- Task to complete: Reproduce every entry exactly as shown.

Entries from a dataset
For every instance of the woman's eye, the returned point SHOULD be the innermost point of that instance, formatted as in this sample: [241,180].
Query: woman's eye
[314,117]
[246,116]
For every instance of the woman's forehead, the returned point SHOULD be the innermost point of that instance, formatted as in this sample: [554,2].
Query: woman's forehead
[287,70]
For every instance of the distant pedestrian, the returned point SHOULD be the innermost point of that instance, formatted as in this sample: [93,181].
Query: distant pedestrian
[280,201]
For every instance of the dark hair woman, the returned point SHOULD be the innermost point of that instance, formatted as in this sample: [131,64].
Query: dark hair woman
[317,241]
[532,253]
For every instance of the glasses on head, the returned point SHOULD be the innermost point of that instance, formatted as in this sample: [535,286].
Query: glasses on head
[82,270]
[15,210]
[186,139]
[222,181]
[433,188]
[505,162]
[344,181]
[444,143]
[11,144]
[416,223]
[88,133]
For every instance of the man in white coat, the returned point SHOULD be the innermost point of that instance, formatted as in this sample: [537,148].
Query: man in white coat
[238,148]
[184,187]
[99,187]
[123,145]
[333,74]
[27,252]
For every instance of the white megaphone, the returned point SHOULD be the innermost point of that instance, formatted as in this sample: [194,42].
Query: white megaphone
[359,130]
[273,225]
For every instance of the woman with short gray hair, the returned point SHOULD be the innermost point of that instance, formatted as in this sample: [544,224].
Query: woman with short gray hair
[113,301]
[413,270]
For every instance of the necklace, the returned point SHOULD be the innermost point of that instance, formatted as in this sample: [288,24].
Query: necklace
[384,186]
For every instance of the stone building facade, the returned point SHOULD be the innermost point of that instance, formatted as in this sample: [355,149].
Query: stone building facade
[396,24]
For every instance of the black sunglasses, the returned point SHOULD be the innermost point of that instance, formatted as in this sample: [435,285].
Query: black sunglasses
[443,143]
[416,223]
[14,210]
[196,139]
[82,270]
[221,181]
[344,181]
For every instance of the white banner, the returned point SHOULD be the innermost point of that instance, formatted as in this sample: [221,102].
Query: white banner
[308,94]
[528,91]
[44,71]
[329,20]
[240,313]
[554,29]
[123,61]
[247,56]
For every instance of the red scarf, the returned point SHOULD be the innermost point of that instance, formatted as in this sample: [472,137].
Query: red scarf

- Written solution:
For every instance of the woman's eye, the returned point SHOULD be the innermost point of that instance, formatted as in this sample: [241,180].
Query: woman's eye
[314,117]
[246,116]
For every instance of the woman's forehead, the returned point SHOULD be the innermost point of that instance, formatted as in this sample: [554,2].
Query: woman's forehead
[287,70]
For every instance of the distant pedestrian, the returned point SHOULD be the innermost point of that instance, formatted as in this sample: [93,181].
Query: distant pedestrian
[280,201]
For every instance of the dark hair woman, the returned point SHOULD be the innermost point of that instance, formatted as in this sample: [131,64].
Query: dark hair woman
[317,241]
[532,253]
For every instance of the glasses on head, the returned point SHOULD be the innermost point of that instance, formatted as in this sample: [535,286].
Query: glasses on head
[82,270]
[15,210]
[186,139]
[222,181]
[433,188]
[505,162]
[344,181]
[444,143]
[11,144]
[416,223]
[88,133]
For every instance of the man in white coat, the returned point SHOULD be the innermost point of that instance, formatted as in this sample: [537,148].
Query: man in white coat
[238,148]
[184,187]
[99,187]
[123,145]
[333,74]
[27,252]
For every instance of the white megaphone, the returned point SHOULD be the innermost point of that instance, formatted as in this sample: [194,42].
Query: white megaphone
[359,130]
[273,225]
For every instance of the woman with short gray hair, the returned point SHOULD be the innermost point of that instance, formatted as in this sample: [544,224].
Query: woman with short gray hair
[113,301]
[413,270]
For every instance of the necklace, the returned point SHOULD be the innermost point of that instance, formatted as in this sample: [288,24].
Query: necklace
[384,186]
For every instance of the stone building facade, the returned point SHOULD be the innermost point of that instance, formatted as in this sample: [355,149].
Query: stone building facade
[396,24]
For every instance of the black sunglasses, the returned point SHOULD be the innermost point of that instance, formatted as in this sample: [435,285].
Query: black sunglasses
[443,143]
[416,223]
[14,210]
[196,139]
[82,270]
[221,181]
[344,181]
For every instance of the white banner, the returned point SHOULD be the innermost point of that instance, formatted as in this sample: [221,102].
Query: white banner
[308,94]
[528,91]
[44,71]
[329,20]
[240,313]
[554,29]
[123,61]
[247,56]
For every instance of the red scarf, the returned point SHOULD be the innermost point of that instance, formatted as in this sample: [472,137].
Query: red scarf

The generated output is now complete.